TÂCHE DEMANDÉE 1:
Mettez dans une liste JSON de chaînes, une chaîne par ligne et sans les lignes vides, les lignes des enregistrements ci-dessous comprises entre celle qui contient "the red deck" et la fin des enregistrements, bornes incluses.
----- TEXTE À LIRE -----
Qu’est-ce que l’amour ? Énoncée ainsi cette question apparaît comme le cauchemar de tout étudiant en lettre qui verrait son professeur l’écrire au tableau, un sourire sadique tordant sa moustache grisâtre, avant de prononcer « vous avez 6 heures ». Il n’y a pas de réponse à cette épineuse interrogation que chacun se pose un jour. Ou plutôt il y a une multitude de réponses. Et c’est Spike Jonze et son film Her qui apparaît comme l’essai le plus beau et abouti sur ce problème universel.


Her met en scène le personnage de Théodore (interprété par un Joaquin Phoenix au sommet de son art), qui est toi, qui est moi, qui est n’importe qui avec son quotidien des plus normaux et son physique banal, ni trop laid, ni trop beau. C’est monsieur lambda, dans la période de sa vie où il se sent le plus seul. Théodore s’isole des autres car il est contaminé de l’intérieur par la peine, n’arrivant à se défaire de son premier amour, qui s’est conclu il y a un an de cela par la rédaction de papiers de divorces, qui sont restés en suspend sans signature. Spike Jonze nous montre cette première relation par des souvenirs parcellaires qui parviennent à capter l’essence même de ce qu’est une relation amoureuse. Ce n’est pas grand-chose, ce sont de larges sourires magnifiés par la lumière du soleil, ce sont les regards déposés sur l’être aimé endormi dans les draps communs, ce sont les promenades nocturnes sûrement alcoolisées dans une ville de lumière où il n’existe rien d’autre que le rire et la complicité. Théodore ne cesse de repenser à ce passé et ses souvenirs idylliques apparaissent comme l’Amour même, la relation parfaite dont chacun rêve, avec sa femme, Catherine, dont le prénom signifiant « pure » n’est pas anodin. Sauf que Samantha, qui arrivera plus tard, le dit elle-même, « le passé est une histoire que l’on se raconte », et cette relation si enviable auparavant cache une vérité plus rude. Parce que l’amour, il est facile de se le figurer, de se reposer sur des exemples vus dans les films, lus dans les livres, mais lorsqu’on est face à lui, il est comme impossible de le définir, de trouver l’essence même de ce sentiment qui hante. C’est ainsi que Théodore est accusé par sa Catherine d’être incapable d’affronter la réalité de ses sentiments, comme s’il était plus facile de sans cesse se fantasmer, se mettre en scène, trouver des raisons, comme il le fait au quotidien dans son travail consistant à l’écriture de lettres d’amours pour autrui. Il est si facile de regarder les autres, de percevoir et expliquer leur affection, mais dès qu’il s’agit de soi, l’histoire confuse paraît impossible à raconter. On veut changer l’autre (« il voulait me mettre sous prozac » dira Catherine) pour construire son petit tableau parfait, créer le petit couple que l’on voit dans les pubs pour canapé.
-----
TÂCHE DEMANDÉE 2:
Répondez à ces questions sur le texte consacré au film Her :
(a) Quel acteur interprète Théodore ?
(b) Que signifie le prénom Catherine selon le texte ?
(c) En quoi consiste le travail de Théodore ?
----- DONNÉES BRUTES -----
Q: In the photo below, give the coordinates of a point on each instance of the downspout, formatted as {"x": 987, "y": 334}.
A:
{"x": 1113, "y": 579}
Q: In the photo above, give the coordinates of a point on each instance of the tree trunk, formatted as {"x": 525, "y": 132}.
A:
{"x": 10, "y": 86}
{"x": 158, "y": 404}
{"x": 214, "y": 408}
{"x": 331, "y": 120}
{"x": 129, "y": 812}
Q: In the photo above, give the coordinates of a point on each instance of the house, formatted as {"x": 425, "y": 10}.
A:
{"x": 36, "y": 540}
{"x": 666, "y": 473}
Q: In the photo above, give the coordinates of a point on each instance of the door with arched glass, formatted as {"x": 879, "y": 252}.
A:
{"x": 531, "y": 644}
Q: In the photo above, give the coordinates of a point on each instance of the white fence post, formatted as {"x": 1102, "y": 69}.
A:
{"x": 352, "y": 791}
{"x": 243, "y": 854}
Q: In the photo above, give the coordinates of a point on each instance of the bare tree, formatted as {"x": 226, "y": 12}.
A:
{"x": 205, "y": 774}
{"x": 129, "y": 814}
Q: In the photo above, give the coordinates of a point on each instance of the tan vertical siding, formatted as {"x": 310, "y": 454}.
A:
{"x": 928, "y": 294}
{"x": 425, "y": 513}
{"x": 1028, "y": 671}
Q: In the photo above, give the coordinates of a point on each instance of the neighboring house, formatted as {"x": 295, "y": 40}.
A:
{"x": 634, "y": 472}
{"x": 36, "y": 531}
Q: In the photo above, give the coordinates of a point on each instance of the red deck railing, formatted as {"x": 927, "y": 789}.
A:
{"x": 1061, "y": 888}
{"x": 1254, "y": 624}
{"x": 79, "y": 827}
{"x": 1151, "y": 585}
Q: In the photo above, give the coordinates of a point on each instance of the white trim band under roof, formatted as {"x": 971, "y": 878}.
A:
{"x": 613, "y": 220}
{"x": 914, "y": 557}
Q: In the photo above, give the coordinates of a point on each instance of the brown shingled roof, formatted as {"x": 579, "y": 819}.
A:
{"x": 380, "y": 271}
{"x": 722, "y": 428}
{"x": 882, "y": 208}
-----
RÉSULTAT ATTENDU 1:
[
  "Q: In the photo above, give the coordinates of a point on each instance of the red deck railing, formatted as {\"x\": 927, \"y\": 789}.",
  "A:",
  "{\"x\": 1061, \"y\": 888}",
  "{\"x\": 1254, \"y\": 624}",
  "{\"x\": 79, \"y\": 827}",
  "{\"x\": 1151, \"y\": 585}",
  "Q: In the photo above, give the coordinates of a point on each instance of the white trim band under roof, formatted as {\"x\": 971, \"y\": 878}.",
  "A:",
  "{\"x\": 613, \"y\": 220}",
  "{\"x\": 914, \"y\": 557}",
  "Q: In the photo above, give the coordinates of a point on each instance of the brown shingled roof, formatted as {\"x\": 579, \"y\": 819}.",
  "A:",
  "{\"x\": 380, \"y\": 271}",
  "{\"x\": 722, \"y\": 428}",
  "{\"x\": 882, \"y\": 208}"
]

RÉSULTAT ATTENDU 2:
(a) Joaquin Phoenix.
(b) « Pure ».
(c) Il écrit des lettres d'amour pour autrui.